BEGIN Records for processing
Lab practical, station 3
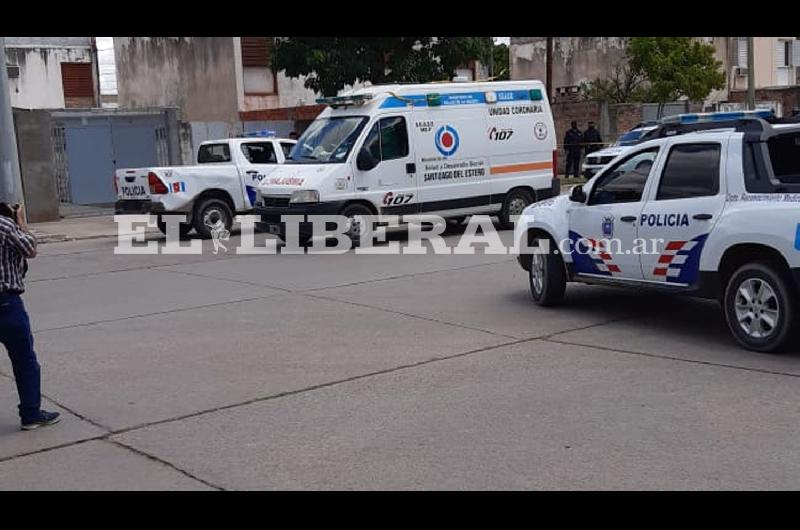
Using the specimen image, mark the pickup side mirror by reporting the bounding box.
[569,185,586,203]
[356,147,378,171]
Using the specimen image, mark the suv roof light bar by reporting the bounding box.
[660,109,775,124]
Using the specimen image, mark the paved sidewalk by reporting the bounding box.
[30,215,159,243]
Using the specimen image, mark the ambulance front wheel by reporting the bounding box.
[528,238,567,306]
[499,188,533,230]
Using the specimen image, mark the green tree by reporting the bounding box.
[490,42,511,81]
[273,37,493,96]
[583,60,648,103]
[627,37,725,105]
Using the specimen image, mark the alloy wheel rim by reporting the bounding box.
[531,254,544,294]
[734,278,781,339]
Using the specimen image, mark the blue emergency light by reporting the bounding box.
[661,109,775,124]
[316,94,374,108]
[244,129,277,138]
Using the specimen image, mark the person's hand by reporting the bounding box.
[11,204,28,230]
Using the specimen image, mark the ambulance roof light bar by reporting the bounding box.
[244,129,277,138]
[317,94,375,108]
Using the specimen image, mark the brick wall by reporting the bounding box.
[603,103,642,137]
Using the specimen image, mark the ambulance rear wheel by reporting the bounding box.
END Records for processing
§ **Exercise brief**:
Rewrite all of the records above, changing every "specimen image" to "photo" and keeping everything else the same. Omit the pictures from your answer.

§ **Reply**:
Lab practical, station 3
Using the photo, mark the pickup side mirror by reporting the bounding box.
[569,185,586,203]
[356,147,378,171]
Using the photo, mark the suv roof light bar by reporting the bounding box.
[660,109,775,124]
Using the photo, mark the paved sidewalk by reporting the bounding box.
[30,215,159,243]
Using the photo, mark the ambulance front wheel by reporting the bounding box.
[528,238,567,306]
[499,188,533,230]
Using the photo, mark the green tree by reporting the bounding box.
[490,42,511,81]
[273,37,493,96]
[583,60,648,103]
[627,37,725,105]
Using the photo, mark the alloy wheel rim by reporting the bounding box.
[531,254,544,294]
[734,278,781,339]
Using the photo, mark the blue emergency light by reporting the bounding box.
[661,109,775,124]
[316,94,374,108]
[244,129,277,138]
Using the photo, mark the person's hand by reporting the bounding box.
[11,204,28,230]
Using the photo, mark the ambulance roof light bar by reporting the bounding box.
[244,129,277,138]
[317,94,375,108]
Using the photo, mark the brick wall by reporting the bounding box.
[603,103,642,137]
Using the photo, mark the ambulance rear wheel by reporting the bounding box.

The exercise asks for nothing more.